# DIRECTIVES
[a] According to the Haskell-cafe message, what size is the stack a Concurrent Haskell thread starts with?
[b] Reproduce the passage of the Haskell-cafe message that opens with the words containing "On Sep 18, 2008, at" and closes with "stack is fixed.".

# EXTRACT PROVIDED

----

[Haskell-cafe] Re: Python's big challenges, Haskell's big advantages?

Brandon S. Allbery KF8NH allbery at ece.cmu.edu
Thu Sep 18 15:51:36 EDT 2008


On Sep 18, 2008, at 15:10 , Manlio Perillo wrote:
>> Allocation areas are per-CPU, not per-thread.  A Concurrent Haskell  
>> thread consists of a TSO (thread state object, currently 11 machine  
>> words), and a stack, which we currently start with 1KB and grow on  
>> demand.
>
> How is this implemented?
>
> I have seen some coroutine implementations in C, using functions  
> from ucontext.h (or direct asm code), but all have the problem that  
> the allocated stack is fixed.


That's because it's much easier to use a fixed stack.

----

# ROWS

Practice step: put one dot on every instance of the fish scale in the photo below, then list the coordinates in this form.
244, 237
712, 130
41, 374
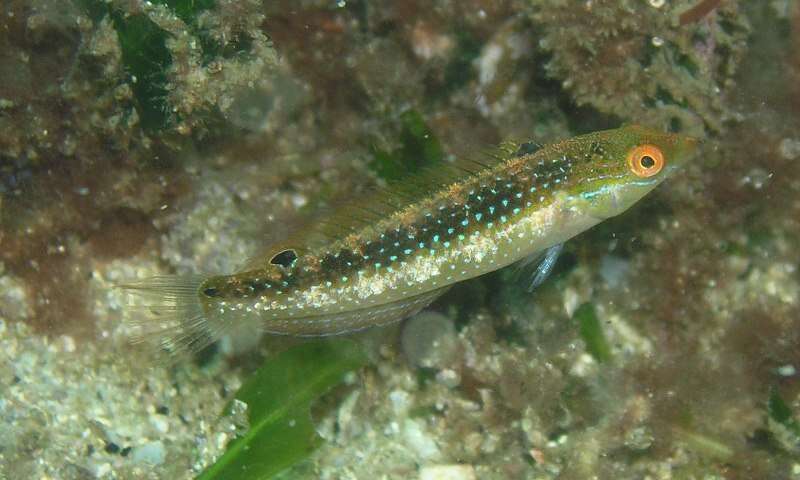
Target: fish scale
423, 235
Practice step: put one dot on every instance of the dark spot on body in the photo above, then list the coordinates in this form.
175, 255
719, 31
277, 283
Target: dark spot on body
211, 292
285, 258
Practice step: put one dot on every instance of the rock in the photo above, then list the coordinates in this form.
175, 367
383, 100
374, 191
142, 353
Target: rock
447, 472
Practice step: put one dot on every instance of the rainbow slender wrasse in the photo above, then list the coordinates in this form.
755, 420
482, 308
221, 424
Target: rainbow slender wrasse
388, 256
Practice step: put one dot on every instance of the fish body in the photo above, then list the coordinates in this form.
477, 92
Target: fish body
389, 256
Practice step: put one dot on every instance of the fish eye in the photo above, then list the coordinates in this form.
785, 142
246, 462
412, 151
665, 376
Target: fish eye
645, 160
285, 258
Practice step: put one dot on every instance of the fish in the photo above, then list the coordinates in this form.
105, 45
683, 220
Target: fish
389, 255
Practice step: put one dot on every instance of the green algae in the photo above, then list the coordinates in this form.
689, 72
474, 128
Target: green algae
418, 148
591, 331
278, 398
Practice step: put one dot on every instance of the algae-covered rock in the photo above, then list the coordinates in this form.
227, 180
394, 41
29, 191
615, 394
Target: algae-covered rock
643, 61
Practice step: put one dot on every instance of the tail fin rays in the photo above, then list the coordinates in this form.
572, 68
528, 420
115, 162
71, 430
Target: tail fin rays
171, 316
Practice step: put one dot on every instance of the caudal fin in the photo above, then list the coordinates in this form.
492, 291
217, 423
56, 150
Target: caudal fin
168, 314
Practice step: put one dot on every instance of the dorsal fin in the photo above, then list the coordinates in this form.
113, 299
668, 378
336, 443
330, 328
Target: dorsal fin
527, 148
378, 203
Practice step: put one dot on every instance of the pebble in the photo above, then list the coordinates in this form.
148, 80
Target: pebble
447, 472
429, 340
151, 453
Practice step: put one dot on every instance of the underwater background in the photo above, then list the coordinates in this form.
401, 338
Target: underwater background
181, 136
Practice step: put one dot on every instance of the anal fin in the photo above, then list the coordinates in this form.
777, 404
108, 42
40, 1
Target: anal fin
352, 320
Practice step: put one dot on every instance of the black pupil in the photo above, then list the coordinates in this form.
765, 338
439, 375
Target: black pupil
648, 162
285, 258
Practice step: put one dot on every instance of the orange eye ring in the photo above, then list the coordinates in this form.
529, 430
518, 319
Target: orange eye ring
645, 160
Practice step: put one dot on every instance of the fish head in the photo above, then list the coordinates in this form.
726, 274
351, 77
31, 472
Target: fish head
623, 165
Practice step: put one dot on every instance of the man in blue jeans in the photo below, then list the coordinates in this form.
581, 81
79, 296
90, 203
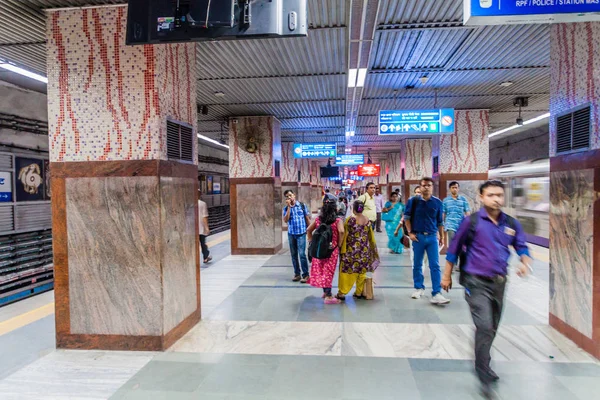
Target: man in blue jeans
297, 217
426, 230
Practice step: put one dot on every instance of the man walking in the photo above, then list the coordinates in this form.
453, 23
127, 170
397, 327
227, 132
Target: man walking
379, 203
203, 229
486, 236
297, 217
456, 208
368, 200
425, 225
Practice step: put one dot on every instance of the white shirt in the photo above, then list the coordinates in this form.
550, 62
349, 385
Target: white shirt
202, 213
379, 202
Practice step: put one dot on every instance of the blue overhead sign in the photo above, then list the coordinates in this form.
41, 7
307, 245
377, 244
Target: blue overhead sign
416, 122
494, 12
315, 150
350, 159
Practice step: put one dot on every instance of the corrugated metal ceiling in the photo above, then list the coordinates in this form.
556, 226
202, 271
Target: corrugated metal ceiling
302, 81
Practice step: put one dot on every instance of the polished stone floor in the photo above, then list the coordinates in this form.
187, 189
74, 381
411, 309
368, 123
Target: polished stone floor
265, 337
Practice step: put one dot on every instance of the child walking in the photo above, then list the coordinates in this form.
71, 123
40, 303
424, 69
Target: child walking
323, 270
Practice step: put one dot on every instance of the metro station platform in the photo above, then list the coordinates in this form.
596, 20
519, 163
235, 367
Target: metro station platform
265, 337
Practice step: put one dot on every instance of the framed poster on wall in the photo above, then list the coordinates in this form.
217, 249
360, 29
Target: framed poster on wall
29, 183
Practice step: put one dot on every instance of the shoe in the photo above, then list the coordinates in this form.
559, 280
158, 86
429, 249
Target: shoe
439, 299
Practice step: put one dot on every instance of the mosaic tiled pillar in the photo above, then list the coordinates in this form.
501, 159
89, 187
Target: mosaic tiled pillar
125, 220
575, 189
416, 162
255, 185
289, 172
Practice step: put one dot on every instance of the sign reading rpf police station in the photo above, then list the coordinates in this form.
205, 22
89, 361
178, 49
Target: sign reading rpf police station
315, 150
5, 187
416, 122
496, 12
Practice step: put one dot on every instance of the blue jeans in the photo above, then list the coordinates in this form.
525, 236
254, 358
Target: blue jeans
298, 246
429, 244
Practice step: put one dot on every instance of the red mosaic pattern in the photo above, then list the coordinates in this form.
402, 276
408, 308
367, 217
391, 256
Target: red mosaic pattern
466, 151
394, 167
574, 68
417, 159
108, 101
243, 164
289, 164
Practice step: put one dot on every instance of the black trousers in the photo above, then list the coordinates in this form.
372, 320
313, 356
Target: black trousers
205, 252
486, 300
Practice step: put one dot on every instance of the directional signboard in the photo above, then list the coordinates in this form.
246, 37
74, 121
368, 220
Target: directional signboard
496, 12
350, 159
5, 187
315, 150
416, 122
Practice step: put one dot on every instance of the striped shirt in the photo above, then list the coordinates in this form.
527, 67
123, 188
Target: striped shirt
455, 210
297, 222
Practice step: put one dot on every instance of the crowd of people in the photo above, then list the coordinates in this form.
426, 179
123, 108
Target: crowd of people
343, 236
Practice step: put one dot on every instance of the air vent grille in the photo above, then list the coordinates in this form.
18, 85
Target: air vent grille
180, 142
573, 131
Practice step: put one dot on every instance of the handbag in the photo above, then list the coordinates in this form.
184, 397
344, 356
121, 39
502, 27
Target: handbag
369, 289
405, 241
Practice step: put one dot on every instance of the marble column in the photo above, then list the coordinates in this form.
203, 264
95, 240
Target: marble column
464, 155
255, 184
416, 163
575, 188
125, 219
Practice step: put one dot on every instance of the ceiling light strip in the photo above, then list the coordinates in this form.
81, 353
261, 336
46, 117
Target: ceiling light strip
510, 128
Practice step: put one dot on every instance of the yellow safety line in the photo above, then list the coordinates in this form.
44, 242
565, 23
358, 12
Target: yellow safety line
34, 315
27, 318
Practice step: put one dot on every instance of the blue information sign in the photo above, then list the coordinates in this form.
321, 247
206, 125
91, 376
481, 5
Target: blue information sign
416, 122
350, 159
315, 150
487, 12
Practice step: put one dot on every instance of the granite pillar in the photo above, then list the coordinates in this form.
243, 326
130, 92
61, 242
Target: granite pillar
255, 185
125, 219
575, 188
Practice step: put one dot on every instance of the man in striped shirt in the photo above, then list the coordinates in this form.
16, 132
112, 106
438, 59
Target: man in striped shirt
456, 208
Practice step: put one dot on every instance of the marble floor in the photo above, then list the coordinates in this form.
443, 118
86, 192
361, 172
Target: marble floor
265, 337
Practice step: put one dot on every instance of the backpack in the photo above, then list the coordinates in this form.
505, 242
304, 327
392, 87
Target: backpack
474, 219
320, 246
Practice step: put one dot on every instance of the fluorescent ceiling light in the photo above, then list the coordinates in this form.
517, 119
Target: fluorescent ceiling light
210, 140
529, 121
362, 75
352, 77
24, 72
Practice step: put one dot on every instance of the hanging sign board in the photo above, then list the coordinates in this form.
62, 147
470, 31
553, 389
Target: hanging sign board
315, 150
416, 122
5, 187
350, 159
506, 12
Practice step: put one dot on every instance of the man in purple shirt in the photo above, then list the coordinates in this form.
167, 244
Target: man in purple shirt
486, 236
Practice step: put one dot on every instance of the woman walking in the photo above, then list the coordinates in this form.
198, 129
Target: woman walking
323, 270
359, 253
393, 211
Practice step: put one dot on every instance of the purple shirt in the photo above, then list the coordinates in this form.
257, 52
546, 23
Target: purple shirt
489, 253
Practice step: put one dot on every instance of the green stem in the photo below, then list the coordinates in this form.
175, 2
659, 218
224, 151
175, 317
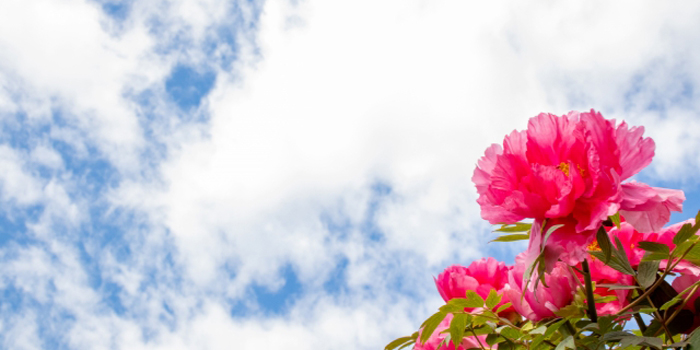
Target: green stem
592, 313
669, 266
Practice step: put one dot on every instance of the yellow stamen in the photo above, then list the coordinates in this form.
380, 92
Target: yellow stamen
564, 167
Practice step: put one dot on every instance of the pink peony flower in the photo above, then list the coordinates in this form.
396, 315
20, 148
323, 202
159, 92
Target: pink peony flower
542, 302
648, 208
481, 276
666, 237
470, 342
570, 168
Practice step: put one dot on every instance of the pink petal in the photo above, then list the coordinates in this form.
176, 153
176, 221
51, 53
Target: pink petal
648, 208
635, 152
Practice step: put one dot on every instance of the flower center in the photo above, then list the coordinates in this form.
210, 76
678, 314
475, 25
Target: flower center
564, 167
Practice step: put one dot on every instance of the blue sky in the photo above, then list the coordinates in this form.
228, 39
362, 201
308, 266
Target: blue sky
195, 174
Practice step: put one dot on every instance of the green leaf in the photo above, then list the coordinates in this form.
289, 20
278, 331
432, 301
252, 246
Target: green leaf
567, 343
615, 286
675, 300
683, 234
512, 238
553, 328
509, 332
539, 330
537, 342
569, 311
649, 256
431, 324
655, 247
647, 310
398, 342
646, 273
694, 339
459, 322
494, 338
604, 244
616, 219
493, 299
517, 227
622, 257
503, 307
474, 299
614, 262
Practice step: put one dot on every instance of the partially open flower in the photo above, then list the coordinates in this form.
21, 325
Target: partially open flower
481, 276
571, 168
541, 302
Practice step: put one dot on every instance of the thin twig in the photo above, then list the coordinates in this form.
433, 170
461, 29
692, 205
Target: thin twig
658, 282
592, 313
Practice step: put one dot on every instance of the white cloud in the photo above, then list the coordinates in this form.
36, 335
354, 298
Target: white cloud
336, 100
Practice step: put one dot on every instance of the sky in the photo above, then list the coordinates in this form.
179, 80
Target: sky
291, 174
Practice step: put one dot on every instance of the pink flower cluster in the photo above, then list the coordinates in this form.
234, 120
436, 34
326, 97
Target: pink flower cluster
566, 173
570, 170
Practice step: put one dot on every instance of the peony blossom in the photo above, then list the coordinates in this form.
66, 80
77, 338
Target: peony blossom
666, 237
541, 302
481, 276
469, 342
649, 208
570, 168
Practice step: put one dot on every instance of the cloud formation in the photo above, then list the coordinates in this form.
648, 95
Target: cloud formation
197, 174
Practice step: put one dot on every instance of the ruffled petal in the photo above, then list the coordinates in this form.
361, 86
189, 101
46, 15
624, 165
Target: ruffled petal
648, 208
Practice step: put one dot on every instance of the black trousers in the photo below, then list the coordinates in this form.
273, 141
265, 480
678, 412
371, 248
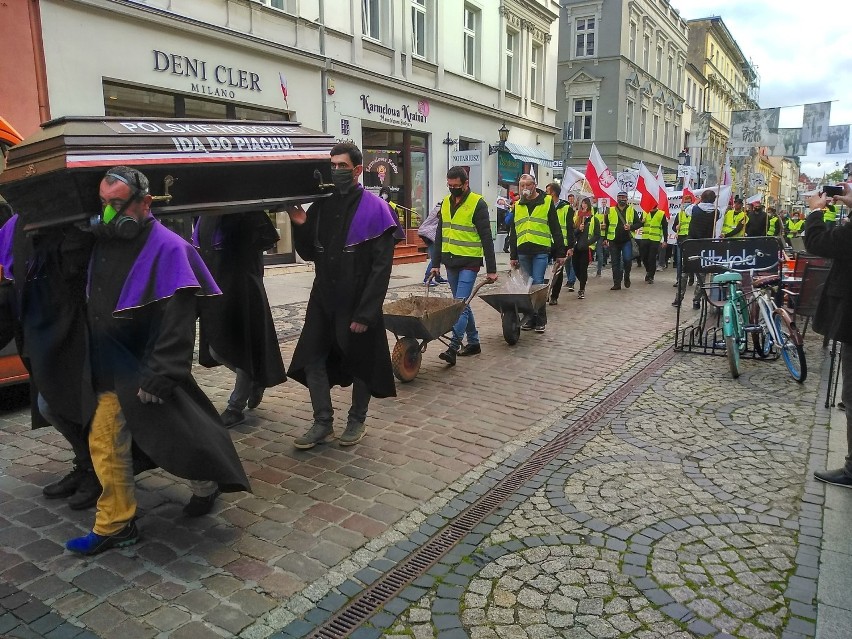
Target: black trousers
649, 251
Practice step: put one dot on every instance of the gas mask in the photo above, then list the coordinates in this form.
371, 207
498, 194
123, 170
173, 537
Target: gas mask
342, 179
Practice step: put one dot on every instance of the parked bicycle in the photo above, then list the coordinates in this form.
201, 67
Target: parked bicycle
776, 329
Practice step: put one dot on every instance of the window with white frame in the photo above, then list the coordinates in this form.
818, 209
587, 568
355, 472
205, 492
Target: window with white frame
583, 118
419, 35
584, 29
471, 27
632, 43
371, 15
655, 134
628, 129
536, 60
512, 39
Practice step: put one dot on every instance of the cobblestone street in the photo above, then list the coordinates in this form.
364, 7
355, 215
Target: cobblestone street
631, 492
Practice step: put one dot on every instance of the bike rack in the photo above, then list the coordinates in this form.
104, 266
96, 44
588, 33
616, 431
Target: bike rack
703, 335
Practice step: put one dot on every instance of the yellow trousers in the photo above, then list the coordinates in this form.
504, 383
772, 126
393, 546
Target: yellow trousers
110, 446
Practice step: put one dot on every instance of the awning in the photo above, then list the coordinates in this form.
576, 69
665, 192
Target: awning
528, 154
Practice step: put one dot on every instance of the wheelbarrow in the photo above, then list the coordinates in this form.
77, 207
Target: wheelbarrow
417, 320
513, 306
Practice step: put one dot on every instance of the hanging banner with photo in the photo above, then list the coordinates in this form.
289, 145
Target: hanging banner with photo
838, 139
789, 144
750, 129
700, 136
815, 122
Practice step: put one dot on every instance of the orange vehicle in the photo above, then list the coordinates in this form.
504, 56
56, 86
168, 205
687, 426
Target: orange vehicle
12, 369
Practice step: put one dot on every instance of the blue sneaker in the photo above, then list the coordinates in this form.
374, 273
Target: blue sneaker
92, 544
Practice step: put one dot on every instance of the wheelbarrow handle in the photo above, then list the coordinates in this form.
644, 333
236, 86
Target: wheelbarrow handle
475, 290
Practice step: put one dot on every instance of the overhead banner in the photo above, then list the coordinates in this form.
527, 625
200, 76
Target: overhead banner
750, 129
838, 139
815, 122
789, 144
700, 135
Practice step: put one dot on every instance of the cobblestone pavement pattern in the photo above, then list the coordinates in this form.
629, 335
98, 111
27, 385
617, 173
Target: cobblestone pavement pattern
685, 511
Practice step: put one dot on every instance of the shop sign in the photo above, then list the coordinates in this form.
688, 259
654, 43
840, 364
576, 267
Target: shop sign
509, 169
402, 115
467, 158
217, 80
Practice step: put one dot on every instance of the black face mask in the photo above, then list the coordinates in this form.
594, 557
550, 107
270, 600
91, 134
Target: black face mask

----

# TASK-BY-TASK ANSWERS
[a] 1KB, and it grows on demand.

[b]
On Sep 18, 2008, at 15:10 , Manlio Perillo wrote:
>> Allocation areas are per-CPU, not per-thread.  A Concurrent Haskell  
>> thread consists of a TSO (thread state object, currently 11 machine  
>> words), and a stack, which we currently start with 1KB and grow on  
>> demand.
>
> How is this implemented?
>
> I have seen some coroutine implementations in C, using functions  
> from ucontext.h (or direct asm code), but all have the problem that  
> the allocated stack is fixed.